## 文档节选
'''
Paimon实现FileStoreSourceReader

public class FileStoreSourceReader
        extends SingleThreadMultiplexSourceReaderBase<
                RecordIterator<RowData>, RowData, FileStoreSourceSplit, FileStoreSourceSplitState> {

    private final IOManager ioManager;

    private long lastConsumeSnapshotId = Long.MIN_VALUE;

    public FileStoreSourceReader(
            SourceReaderContext readerContext,
            TableRead tableRead,
            FileStoreSourceReaderMetrics metrics,
            IOManager ioManager,
            @Nullable Long limit) {
        // limiter is created in SourceReader, it can be shared in all split readers
        super(
                () ->
                        new FileStoreSourceSplitReader(
                                tableRead, RecordLimiter.create(limit), metrics),
                (element, output, state) ->
                        FlinkRecordsWithSplitIds.emitRecord(element, output, state, metrics),
                readerContext.getConfiguration(),
                readerContext);
        this.ioManager = ioManager;
    }

    public FileStoreSourceReader(
            SourceReaderContext readerContext,
            TableRead tableRead,
            FileStoreSourceReaderMetrics metrics,
            IOManager ioManager,
            @Nullable Long limit,
            FutureCompletingBlockingQueue<RecordsWithSplitIds<RecordIterator<RowData>>>
                    elementsQueue) {
        super(
                elementsQueue,
                () ->
                        new FileStoreSourceSplitReader(
                                tableRead, RecordLimiter.create(limit), metrics),
                (element, output, state) ->
                        FlinkRecordsWithSplitIds.emitRecord(element, output, state, metrics),
                readerContext.getConfiguration(),
                readerContext);
        this.ioManager = ioManager;
    }

    @Override
    public void start() {
        // we request a split only if we did not get splits during the checkpoint restore
        if (getNumberOfCurrentlyAssignedSplits() == 0) {
            context.sendSplitRequest();
        }
    }

    @Override
    protected FileStoreSourceSplitState initializedState(FileStoreSourceSplit split) {
        return new FileStoreSourceSplitState(split);
    }

    @Override
    protected FileStoreSourceSplit toSplitType(
            String splitId, FileStoreSourceSplitState splitState) {
        return splitState.toSourceSplit();
    }

    @Override
    public void close() throws Exception {
        super.close();
        ioManager.close();
    }
}

以及ContinuousFileSplitEnumerator类。
'''
## 任务说明
• 1. 在 FileStoreSourceReader 源码中，close() 方法调用 super.close() 之后，还关闭了哪个对象？
• 2. 把 FileStoreSourceReader 源码中的注释"we request a split only if we did not get splits during the checkpoint restore"译成中文。

(指向数据摘录)
'''
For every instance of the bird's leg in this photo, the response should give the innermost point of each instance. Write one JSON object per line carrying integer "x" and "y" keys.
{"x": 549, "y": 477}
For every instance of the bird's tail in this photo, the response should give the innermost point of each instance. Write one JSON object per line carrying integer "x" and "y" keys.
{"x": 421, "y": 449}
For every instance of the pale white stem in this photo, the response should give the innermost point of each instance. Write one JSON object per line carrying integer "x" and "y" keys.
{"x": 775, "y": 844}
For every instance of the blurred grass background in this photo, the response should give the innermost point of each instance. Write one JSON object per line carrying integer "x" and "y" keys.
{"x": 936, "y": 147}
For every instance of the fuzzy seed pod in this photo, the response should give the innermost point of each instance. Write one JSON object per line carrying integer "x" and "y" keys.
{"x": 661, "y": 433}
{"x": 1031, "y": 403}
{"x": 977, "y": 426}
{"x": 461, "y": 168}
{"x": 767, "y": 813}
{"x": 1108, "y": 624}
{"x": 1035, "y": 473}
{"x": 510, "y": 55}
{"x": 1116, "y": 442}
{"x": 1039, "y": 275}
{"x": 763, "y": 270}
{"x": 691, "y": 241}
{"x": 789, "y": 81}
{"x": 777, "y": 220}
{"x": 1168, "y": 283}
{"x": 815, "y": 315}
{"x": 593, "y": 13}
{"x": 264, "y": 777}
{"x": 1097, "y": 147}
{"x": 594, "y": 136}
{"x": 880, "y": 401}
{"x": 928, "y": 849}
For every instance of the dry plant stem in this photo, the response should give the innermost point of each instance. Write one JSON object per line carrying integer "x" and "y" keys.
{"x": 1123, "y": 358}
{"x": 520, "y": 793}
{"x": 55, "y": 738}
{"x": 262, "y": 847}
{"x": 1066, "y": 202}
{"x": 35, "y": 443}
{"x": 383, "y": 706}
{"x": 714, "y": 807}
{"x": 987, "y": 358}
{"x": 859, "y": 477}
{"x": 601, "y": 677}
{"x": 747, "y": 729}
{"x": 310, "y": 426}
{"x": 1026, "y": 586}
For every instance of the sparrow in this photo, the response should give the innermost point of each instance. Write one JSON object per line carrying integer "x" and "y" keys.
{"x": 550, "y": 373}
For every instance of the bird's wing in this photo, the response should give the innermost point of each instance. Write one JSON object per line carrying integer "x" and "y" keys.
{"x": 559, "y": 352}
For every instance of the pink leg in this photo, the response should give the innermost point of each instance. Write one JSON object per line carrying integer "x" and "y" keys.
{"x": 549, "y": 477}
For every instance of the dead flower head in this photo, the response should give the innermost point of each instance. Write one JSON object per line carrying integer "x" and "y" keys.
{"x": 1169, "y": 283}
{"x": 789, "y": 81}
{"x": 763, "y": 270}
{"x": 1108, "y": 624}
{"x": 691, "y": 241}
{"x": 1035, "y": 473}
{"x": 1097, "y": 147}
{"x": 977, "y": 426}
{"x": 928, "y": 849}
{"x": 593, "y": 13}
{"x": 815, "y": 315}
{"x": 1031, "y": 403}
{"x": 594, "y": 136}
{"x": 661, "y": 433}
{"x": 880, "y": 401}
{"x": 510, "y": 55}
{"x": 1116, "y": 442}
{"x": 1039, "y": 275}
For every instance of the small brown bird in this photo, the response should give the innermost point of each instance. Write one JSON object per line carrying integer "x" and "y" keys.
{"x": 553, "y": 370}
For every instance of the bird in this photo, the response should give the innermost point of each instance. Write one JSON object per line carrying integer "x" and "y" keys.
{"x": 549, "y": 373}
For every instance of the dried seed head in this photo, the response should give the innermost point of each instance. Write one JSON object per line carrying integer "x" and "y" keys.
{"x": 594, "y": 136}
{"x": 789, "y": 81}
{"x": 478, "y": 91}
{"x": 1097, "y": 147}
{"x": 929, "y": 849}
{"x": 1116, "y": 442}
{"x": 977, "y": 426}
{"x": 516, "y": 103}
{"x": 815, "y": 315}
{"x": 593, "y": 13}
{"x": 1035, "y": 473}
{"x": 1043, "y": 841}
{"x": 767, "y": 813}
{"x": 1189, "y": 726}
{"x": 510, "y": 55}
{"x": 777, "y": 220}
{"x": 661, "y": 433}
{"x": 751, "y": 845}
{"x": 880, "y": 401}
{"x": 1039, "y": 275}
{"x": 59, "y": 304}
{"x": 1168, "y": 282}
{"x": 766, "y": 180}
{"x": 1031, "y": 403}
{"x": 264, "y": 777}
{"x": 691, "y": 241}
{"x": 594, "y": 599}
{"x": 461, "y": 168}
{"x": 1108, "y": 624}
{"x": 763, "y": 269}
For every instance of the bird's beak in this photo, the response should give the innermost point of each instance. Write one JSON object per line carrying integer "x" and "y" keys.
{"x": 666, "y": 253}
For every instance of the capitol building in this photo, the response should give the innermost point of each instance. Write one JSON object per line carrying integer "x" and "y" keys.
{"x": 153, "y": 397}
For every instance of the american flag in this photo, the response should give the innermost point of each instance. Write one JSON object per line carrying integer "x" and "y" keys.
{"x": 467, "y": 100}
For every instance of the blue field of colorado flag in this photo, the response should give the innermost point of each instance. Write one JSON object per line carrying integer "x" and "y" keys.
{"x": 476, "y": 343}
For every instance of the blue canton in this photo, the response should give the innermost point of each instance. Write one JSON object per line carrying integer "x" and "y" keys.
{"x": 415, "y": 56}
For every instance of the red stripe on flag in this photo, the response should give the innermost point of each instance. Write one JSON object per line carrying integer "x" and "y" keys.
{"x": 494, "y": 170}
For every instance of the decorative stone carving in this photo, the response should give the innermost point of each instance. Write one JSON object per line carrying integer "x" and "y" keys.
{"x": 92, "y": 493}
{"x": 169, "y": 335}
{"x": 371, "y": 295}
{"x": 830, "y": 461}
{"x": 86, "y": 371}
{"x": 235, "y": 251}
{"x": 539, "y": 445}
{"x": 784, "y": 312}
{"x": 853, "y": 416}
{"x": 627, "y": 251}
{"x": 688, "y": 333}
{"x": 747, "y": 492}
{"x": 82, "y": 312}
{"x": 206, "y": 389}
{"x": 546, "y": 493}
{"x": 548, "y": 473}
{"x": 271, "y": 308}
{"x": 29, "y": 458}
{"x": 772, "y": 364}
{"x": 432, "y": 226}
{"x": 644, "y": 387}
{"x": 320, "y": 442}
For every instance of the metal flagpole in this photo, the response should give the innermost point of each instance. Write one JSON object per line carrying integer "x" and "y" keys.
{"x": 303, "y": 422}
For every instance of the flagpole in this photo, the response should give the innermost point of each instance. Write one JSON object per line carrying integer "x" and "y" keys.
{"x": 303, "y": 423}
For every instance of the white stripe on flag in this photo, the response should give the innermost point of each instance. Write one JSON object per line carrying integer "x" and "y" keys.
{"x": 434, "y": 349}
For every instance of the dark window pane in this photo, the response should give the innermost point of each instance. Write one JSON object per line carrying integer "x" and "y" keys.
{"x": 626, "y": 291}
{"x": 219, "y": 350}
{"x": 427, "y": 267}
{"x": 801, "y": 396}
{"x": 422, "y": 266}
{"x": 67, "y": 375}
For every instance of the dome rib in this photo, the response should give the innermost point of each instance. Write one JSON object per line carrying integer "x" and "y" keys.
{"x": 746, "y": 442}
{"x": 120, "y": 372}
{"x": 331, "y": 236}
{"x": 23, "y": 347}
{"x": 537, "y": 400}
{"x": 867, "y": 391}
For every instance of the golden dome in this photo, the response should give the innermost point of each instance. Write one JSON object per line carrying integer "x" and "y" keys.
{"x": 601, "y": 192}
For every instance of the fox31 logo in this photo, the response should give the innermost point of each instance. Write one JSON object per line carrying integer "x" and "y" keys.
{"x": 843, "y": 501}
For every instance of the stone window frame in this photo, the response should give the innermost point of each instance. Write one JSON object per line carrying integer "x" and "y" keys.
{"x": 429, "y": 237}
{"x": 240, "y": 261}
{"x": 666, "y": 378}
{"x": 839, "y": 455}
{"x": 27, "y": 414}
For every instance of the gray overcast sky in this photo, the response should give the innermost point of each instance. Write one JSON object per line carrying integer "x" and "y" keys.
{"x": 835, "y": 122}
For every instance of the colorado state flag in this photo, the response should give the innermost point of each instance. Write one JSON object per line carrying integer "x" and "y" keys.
'''
## 任务答复
• 1. ioManager

• 2. 只有在检查点恢复期间没有获得任何分片时，我们才请求一个分片。